• **Text provided**:
=-=-=

All machine vision systems have a common objective, which is to capture and analyze optical data so that the dimensions and features can be inspected and decisions be taken accordingly. Despite the fact that machine vision systems induce tremendous accuracy and enhance productivity considerably, they rely heavily on the quality of the image that they are fed. This is because these systems do not analyze the subject itself, but its captured image. Because they lack powerful information processors, they cannot function well with inconsistent and poor visual data. Clearly, the lens and the combination of lens used plays a pivotal role in generating high-quality and consistent images. Lenses also affect other significant parameters like the achievable speed, accuracy, reproducibility, and the reliability of the further analysis.
Basic considerations while choosing a machine vision lens
The sensor size and pixel size used in the machine vision systems play a significant role in determining the suitability of a lens. The lens should be able to illuminate the entire sensor area to avoid shading and vignetting effects. Also, the lens must be able to resolve the pixel size. The lens should possess high optical resolution to generate better, detailed structures.

=-=-=

• **Data records**:
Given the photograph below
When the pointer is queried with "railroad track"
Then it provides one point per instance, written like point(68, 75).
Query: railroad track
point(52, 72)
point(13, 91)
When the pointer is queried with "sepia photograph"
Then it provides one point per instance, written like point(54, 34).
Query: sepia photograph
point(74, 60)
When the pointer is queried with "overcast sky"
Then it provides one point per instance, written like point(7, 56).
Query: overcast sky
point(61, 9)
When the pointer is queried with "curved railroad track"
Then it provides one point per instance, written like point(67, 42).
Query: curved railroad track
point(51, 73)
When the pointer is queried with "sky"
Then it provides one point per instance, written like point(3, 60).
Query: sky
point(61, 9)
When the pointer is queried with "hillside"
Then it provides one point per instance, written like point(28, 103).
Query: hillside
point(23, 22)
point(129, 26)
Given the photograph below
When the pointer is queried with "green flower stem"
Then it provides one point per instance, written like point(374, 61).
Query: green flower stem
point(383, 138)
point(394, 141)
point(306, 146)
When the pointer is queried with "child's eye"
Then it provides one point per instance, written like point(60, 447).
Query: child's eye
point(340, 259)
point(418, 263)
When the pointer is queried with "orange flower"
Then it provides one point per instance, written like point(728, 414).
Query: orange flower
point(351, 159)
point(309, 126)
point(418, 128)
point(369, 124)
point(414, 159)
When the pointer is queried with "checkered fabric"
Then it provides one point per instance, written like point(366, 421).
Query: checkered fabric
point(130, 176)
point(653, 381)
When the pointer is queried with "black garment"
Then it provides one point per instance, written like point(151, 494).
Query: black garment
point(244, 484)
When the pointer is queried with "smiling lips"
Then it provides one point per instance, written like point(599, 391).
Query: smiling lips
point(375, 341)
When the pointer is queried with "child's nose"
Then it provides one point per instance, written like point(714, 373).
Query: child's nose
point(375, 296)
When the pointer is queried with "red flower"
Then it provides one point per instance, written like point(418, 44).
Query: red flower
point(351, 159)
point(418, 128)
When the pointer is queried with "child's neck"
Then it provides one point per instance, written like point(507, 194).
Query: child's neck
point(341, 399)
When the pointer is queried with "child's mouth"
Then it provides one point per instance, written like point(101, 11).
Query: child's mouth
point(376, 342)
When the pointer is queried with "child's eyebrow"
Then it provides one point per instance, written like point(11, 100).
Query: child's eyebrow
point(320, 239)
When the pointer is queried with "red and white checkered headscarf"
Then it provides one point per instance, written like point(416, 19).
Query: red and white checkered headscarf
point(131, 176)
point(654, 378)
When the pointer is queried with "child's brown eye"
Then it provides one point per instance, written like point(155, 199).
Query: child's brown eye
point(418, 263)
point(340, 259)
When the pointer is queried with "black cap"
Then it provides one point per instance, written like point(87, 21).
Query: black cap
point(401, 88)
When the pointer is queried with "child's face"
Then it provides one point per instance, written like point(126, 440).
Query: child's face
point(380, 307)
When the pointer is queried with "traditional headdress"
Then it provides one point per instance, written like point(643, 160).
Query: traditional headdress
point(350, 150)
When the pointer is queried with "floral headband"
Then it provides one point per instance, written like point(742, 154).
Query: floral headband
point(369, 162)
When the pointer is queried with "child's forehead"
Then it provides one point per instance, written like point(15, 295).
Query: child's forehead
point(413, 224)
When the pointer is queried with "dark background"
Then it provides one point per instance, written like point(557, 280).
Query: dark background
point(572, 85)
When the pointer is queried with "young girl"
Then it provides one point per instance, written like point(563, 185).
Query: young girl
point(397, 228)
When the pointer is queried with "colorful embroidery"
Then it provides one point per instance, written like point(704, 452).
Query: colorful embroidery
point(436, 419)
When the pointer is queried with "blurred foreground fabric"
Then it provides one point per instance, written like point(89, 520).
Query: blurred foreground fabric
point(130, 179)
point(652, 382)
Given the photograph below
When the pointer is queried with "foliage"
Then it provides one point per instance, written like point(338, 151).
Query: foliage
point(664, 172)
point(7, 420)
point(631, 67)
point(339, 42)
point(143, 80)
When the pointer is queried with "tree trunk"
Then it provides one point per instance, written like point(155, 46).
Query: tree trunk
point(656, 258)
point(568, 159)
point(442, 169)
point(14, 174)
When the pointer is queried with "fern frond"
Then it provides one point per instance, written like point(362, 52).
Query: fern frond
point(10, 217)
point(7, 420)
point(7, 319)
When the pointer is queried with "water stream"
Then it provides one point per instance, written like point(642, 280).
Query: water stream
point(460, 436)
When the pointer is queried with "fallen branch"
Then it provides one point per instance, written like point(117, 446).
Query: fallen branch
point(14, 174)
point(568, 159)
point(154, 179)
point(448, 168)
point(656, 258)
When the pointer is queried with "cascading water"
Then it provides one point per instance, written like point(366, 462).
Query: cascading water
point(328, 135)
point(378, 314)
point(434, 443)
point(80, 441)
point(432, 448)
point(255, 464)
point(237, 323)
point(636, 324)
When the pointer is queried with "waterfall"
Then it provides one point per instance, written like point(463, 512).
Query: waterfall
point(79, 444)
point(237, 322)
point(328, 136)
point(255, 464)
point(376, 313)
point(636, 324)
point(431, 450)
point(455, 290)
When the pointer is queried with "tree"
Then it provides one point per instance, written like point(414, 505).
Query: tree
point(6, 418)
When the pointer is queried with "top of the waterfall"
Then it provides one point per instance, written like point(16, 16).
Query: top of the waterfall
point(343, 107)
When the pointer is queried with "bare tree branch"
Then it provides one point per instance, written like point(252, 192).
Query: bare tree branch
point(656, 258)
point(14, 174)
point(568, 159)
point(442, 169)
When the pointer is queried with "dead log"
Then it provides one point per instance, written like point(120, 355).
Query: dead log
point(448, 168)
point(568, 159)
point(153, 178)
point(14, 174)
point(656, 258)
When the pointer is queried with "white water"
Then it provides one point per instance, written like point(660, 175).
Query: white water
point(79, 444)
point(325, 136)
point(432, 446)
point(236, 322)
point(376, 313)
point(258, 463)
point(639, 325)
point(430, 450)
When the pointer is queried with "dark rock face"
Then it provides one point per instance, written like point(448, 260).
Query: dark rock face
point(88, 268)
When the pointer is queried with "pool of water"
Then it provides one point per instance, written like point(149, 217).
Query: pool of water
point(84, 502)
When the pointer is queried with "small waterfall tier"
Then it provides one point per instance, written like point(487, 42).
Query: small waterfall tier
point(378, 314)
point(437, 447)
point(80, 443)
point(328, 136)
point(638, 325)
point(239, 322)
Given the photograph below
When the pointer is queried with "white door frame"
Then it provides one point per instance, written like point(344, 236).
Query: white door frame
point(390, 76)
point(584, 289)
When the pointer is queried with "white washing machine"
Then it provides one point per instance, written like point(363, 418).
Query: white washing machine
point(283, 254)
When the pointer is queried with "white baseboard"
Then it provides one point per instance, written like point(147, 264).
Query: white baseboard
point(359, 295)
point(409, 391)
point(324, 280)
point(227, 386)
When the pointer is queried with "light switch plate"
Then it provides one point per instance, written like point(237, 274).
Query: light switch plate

=-=-=

Return the full text on choosing machine vision lenses word for word. The data comes from a different source than the text.

All machine vision systems have a common objective, which is to capture and analyze optical data so that the dimensions and features can be inspected and decisions be taken accordingly. Despite the fact that machine vision systems induce tremendous accuracy and enhance productivity considerably, they rely heavily on the quality of the image that they are fed. This is because these systems do not analyze the subject itself, but its captured image. Because they lack powerful information processors, they cannot function well with inconsistent and poor visual data. Clearly, the lens and the combination of lens used plays a pivotal role in generating high-quality and consistent images. Lenses also affect other significant parameters like the achievable speed, accuracy, reproducibility, and the reliability of the further analysis.
Basic considerations while choosing a machine vision lens
The sensor size and pixel size used in the machine vision systems play a significant role in determining the suitability of a lens. The lens should be able to illuminate the entire sensor area to avoid shading and vignetting effects. Also, the lens must be able to resolve the pixel size. The lens should possess high optical resolution to generate better, detailed structures.